The input:
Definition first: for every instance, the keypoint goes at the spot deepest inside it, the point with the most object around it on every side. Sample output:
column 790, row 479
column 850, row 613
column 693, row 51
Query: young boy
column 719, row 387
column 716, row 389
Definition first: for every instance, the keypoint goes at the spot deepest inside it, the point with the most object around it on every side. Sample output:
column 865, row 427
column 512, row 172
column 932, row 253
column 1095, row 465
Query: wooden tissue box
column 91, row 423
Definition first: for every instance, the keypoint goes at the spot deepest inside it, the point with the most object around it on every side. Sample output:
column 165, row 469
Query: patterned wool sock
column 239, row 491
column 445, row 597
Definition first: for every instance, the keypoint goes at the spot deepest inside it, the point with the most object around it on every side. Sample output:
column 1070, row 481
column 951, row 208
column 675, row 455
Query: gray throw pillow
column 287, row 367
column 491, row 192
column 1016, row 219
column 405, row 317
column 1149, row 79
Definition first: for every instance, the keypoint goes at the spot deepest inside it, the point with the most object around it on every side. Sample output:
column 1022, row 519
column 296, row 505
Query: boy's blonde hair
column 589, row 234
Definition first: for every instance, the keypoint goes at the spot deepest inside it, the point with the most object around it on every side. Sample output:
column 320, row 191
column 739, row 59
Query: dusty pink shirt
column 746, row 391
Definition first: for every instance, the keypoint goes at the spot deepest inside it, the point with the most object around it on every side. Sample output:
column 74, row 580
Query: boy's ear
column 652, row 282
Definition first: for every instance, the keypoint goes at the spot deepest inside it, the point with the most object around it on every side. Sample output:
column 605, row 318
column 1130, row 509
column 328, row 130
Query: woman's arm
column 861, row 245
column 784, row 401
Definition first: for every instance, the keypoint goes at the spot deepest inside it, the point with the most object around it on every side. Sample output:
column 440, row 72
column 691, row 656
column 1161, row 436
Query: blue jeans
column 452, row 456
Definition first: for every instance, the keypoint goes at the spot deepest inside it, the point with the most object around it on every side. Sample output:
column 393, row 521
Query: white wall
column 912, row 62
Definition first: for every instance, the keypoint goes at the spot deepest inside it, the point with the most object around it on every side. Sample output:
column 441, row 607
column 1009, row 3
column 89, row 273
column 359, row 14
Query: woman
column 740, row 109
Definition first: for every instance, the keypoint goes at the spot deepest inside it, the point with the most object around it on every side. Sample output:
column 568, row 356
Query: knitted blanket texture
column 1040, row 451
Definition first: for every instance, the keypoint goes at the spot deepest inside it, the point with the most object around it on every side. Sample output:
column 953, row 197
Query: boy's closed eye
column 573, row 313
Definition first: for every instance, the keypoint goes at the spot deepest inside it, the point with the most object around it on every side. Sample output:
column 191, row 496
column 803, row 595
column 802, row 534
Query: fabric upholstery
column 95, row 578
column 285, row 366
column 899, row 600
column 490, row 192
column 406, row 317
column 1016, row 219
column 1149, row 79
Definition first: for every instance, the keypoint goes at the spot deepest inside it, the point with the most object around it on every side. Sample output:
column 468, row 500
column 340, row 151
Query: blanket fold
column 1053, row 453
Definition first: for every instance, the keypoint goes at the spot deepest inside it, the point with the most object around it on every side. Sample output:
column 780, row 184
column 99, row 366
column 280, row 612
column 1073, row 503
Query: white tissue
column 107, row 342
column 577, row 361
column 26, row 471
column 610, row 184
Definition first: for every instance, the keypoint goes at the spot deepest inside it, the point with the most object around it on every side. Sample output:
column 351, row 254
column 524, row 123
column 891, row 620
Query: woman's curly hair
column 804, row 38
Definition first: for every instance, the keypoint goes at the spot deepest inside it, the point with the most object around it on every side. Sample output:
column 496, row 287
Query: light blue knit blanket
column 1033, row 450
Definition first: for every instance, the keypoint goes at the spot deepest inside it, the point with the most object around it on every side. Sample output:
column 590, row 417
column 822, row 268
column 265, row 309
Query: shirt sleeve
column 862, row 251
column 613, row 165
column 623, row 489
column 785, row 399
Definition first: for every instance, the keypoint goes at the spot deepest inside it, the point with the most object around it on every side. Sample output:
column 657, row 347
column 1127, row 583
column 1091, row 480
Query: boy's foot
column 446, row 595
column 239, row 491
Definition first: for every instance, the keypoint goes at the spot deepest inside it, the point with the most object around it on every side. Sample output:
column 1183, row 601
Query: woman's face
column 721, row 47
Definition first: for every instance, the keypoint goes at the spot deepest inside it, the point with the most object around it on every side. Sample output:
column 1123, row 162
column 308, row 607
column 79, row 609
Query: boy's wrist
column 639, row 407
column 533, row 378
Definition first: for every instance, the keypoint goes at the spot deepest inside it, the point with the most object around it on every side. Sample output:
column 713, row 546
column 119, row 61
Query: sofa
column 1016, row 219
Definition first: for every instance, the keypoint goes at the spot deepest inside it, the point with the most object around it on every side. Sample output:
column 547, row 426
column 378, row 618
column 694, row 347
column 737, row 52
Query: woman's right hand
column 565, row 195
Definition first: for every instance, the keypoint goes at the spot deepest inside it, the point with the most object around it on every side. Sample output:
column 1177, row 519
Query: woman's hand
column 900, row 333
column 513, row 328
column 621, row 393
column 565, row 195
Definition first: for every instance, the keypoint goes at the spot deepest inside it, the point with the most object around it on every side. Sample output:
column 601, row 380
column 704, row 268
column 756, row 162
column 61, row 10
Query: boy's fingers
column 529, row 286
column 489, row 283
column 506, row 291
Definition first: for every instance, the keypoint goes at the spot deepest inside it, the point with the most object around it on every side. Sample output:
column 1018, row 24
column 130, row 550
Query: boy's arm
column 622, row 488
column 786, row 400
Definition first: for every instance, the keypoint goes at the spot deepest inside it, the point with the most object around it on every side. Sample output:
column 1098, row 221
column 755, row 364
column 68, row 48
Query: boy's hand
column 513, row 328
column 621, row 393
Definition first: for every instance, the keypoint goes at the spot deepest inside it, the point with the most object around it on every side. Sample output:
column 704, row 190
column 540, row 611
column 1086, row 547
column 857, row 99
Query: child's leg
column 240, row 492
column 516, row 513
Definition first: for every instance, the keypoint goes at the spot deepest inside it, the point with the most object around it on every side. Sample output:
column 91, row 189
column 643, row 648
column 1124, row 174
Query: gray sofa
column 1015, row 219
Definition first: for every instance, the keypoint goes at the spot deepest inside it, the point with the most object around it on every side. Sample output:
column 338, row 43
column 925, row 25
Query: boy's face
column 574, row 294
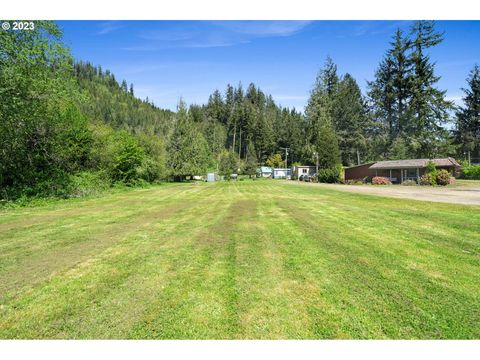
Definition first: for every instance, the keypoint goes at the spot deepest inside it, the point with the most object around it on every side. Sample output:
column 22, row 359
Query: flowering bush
column 409, row 183
column 427, row 179
column 471, row 172
column 380, row 180
column 443, row 177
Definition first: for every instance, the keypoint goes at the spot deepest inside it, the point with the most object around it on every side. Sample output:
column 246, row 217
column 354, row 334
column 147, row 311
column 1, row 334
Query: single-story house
column 304, row 170
column 265, row 172
column 400, row 170
column 282, row 173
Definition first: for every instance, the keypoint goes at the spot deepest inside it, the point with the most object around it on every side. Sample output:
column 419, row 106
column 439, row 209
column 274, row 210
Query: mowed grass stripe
column 47, row 248
column 247, row 259
column 88, row 299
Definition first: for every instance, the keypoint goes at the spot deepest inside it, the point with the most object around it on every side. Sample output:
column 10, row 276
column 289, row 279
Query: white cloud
column 209, row 34
column 108, row 27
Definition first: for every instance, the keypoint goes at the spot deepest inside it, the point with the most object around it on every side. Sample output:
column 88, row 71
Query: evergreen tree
column 227, row 163
column 468, row 117
column 350, row 120
column 326, row 146
column 390, row 92
column 124, row 86
column 188, row 150
column 428, row 107
column 251, row 162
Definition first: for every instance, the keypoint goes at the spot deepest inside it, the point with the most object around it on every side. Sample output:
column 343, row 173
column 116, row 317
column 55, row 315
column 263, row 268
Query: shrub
column 471, row 172
column 331, row 176
column 354, row 182
column 409, row 183
column 443, row 177
column 432, row 170
column 381, row 180
column 427, row 179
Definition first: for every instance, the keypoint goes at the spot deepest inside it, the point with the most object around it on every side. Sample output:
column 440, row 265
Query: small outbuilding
column 211, row 177
column 282, row 173
column 304, row 170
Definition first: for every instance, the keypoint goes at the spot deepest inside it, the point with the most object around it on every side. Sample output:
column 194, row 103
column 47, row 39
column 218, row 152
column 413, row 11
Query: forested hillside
column 70, row 128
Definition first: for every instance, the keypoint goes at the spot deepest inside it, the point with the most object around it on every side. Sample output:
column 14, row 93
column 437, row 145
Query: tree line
column 68, row 127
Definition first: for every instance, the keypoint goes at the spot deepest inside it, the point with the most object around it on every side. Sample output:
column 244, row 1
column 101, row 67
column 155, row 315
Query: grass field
column 252, row 259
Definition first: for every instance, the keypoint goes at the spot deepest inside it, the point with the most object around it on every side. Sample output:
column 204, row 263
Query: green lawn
column 251, row 259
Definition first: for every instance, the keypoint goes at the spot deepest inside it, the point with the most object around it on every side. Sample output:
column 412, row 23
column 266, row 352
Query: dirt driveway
column 467, row 194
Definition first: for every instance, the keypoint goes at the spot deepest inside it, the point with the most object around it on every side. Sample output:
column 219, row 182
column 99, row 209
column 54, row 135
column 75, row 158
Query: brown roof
column 414, row 163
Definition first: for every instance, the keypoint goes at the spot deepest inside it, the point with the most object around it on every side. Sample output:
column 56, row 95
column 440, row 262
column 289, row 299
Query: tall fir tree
column 428, row 108
column 350, row 120
column 468, row 117
column 188, row 150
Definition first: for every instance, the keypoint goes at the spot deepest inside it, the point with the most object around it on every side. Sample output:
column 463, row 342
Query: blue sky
column 166, row 60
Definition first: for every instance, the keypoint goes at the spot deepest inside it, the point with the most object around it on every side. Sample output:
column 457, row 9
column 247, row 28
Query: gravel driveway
column 465, row 194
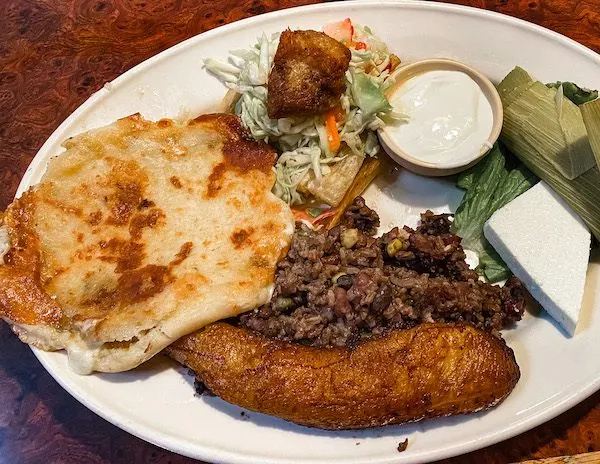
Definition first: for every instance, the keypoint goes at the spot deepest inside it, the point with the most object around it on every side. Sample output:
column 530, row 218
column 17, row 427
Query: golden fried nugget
column 430, row 370
column 308, row 74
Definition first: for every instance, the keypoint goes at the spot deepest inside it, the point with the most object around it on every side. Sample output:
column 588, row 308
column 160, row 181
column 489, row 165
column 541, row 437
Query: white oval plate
column 156, row 402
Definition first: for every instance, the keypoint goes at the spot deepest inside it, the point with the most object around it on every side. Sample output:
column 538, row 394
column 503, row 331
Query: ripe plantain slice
column 430, row 370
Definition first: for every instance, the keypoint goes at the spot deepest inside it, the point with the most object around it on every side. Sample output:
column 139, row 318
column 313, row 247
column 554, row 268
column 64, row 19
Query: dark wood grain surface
column 53, row 55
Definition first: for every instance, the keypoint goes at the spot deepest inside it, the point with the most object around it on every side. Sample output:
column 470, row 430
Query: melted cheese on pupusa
column 449, row 117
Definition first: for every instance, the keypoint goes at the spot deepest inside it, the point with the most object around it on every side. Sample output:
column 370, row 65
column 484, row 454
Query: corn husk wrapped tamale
column 545, row 121
column 591, row 117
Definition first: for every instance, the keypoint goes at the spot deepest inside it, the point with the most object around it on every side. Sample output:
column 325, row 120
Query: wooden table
column 53, row 55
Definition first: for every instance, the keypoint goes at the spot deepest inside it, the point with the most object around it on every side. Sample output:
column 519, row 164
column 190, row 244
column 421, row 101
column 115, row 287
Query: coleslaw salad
column 311, row 144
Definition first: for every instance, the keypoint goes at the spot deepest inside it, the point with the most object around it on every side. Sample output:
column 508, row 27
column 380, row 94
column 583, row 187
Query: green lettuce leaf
column 489, row 185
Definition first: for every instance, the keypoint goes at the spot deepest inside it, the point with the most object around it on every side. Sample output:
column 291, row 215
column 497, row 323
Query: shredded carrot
column 339, row 113
column 333, row 137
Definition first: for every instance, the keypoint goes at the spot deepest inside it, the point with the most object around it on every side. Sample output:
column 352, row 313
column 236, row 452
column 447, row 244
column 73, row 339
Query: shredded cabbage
column 302, row 141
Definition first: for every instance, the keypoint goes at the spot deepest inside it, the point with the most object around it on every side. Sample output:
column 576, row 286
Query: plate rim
column 216, row 454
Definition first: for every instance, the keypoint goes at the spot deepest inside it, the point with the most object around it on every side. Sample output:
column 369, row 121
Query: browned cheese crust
column 308, row 74
column 428, row 371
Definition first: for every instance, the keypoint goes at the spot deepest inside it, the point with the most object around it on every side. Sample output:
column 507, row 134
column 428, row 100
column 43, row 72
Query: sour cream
column 449, row 117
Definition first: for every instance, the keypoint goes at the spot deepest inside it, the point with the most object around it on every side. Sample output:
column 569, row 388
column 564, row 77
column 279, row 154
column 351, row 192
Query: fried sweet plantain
column 430, row 370
column 308, row 74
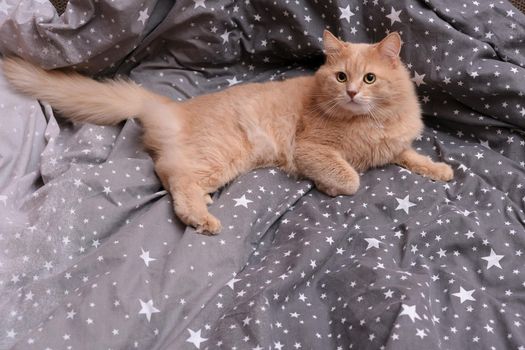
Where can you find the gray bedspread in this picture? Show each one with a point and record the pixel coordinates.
(92, 257)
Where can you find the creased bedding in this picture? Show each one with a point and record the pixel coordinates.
(92, 256)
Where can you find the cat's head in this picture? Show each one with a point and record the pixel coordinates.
(361, 78)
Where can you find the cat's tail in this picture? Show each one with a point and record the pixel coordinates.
(80, 98)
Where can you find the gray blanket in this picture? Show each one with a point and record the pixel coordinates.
(92, 256)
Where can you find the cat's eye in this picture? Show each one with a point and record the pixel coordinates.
(341, 77)
(369, 78)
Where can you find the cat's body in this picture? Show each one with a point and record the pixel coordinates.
(321, 127)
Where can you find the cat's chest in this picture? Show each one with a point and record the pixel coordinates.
(370, 147)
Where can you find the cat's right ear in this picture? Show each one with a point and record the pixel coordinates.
(331, 44)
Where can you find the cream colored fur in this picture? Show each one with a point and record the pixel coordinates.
(308, 126)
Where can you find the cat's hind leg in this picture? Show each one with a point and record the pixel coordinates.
(191, 206)
(190, 199)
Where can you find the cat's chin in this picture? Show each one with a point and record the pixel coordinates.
(354, 108)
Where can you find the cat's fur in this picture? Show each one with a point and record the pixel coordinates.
(308, 126)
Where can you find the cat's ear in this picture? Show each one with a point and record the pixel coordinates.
(390, 46)
(331, 44)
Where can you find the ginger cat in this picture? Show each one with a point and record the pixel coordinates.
(359, 110)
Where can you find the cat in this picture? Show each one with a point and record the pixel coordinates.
(358, 110)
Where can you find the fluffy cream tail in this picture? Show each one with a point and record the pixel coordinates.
(77, 97)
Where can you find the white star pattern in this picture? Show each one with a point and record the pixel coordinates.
(404, 204)
(147, 309)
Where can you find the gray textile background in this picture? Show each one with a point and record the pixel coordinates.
(92, 257)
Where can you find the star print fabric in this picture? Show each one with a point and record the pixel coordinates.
(93, 258)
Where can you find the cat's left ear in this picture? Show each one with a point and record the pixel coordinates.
(390, 47)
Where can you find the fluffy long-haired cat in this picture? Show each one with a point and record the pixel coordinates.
(359, 110)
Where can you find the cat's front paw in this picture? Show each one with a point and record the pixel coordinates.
(333, 190)
(442, 172)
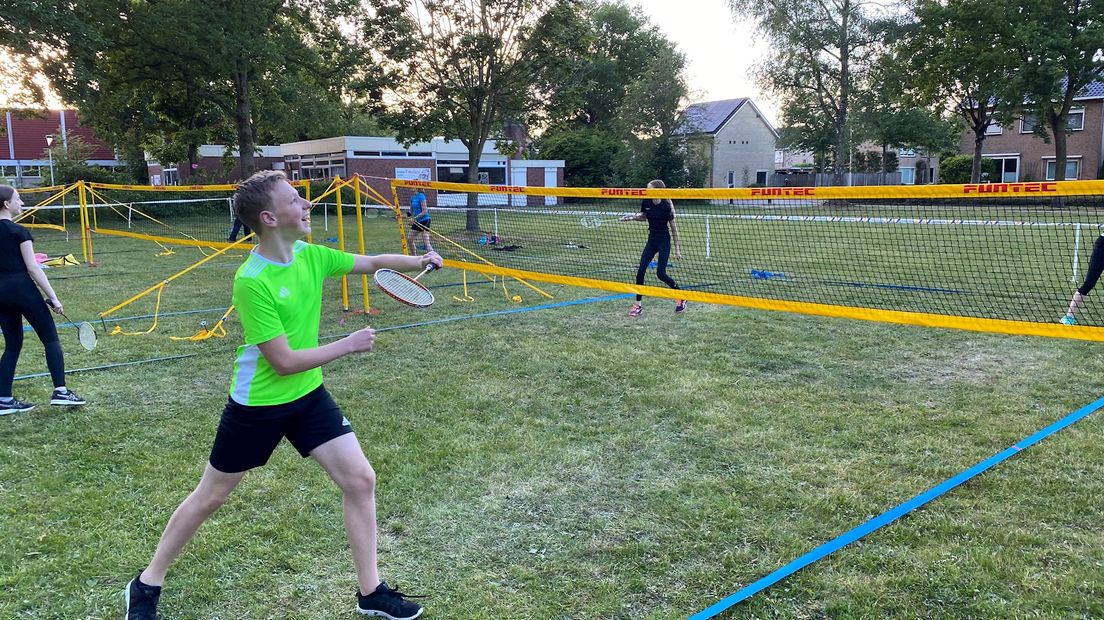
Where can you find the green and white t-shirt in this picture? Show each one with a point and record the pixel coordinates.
(280, 298)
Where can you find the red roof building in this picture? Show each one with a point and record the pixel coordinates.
(23, 157)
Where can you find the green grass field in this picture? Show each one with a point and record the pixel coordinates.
(563, 462)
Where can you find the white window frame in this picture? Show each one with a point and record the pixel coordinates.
(1048, 161)
(1019, 167)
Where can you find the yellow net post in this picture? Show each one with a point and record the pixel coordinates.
(399, 218)
(306, 194)
(345, 279)
(360, 241)
(85, 225)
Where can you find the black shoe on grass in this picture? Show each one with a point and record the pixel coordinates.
(13, 406)
(141, 600)
(66, 398)
(385, 602)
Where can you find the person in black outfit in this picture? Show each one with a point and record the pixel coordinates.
(239, 225)
(1092, 276)
(19, 273)
(661, 232)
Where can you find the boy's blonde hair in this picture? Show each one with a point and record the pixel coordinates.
(255, 194)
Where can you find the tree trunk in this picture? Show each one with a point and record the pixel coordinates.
(475, 149)
(193, 158)
(845, 93)
(975, 173)
(243, 120)
(1061, 150)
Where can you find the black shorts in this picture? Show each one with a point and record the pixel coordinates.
(247, 435)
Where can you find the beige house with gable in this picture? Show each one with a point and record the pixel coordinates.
(735, 140)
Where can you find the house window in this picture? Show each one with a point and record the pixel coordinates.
(1008, 169)
(1072, 169)
(1074, 120)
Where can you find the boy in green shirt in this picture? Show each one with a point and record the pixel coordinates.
(277, 389)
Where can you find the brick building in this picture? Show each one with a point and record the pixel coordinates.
(1021, 156)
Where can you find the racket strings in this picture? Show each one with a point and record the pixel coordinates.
(86, 333)
(403, 288)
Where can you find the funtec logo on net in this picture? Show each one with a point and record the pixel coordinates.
(784, 191)
(1009, 188)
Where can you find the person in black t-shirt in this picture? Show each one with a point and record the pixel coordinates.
(19, 298)
(661, 232)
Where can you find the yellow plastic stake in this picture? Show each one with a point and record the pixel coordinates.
(306, 194)
(345, 279)
(174, 276)
(465, 297)
(85, 228)
(360, 241)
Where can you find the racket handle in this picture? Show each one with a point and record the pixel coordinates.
(428, 268)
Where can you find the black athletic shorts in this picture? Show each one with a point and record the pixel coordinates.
(247, 435)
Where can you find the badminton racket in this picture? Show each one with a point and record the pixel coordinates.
(85, 333)
(403, 288)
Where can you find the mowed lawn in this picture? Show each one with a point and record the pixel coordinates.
(565, 462)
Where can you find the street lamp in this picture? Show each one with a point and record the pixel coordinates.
(50, 140)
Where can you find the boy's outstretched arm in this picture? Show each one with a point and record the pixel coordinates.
(396, 262)
(286, 361)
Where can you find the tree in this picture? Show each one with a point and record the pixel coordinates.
(614, 117)
(460, 68)
(820, 49)
(1060, 46)
(174, 74)
(961, 54)
(888, 115)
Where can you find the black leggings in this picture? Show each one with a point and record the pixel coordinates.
(19, 298)
(660, 245)
(1095, 267)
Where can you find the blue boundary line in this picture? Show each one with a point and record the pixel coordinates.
(893, 514)
(495, 313)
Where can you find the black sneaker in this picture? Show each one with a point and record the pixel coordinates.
(66, 398)
(14, 406)
(385, 602)
(141, 600)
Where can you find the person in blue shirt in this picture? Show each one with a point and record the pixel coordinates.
(420, 216)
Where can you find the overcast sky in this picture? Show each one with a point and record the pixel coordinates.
(720, 52)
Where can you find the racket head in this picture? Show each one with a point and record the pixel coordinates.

Exercise task:
Reproduce the records word for word, from their start through the line containing "column 716, row 389", both ends included.

Task answer:
Definition first: for every instance, the keypoint goes at the spot deepest inside it, the point with the most object around it on every side. Sample output:
column 790, row 479
column 850, row 613
column 693, row 51
Query: young boy
column 719, row 387
column 716, row 389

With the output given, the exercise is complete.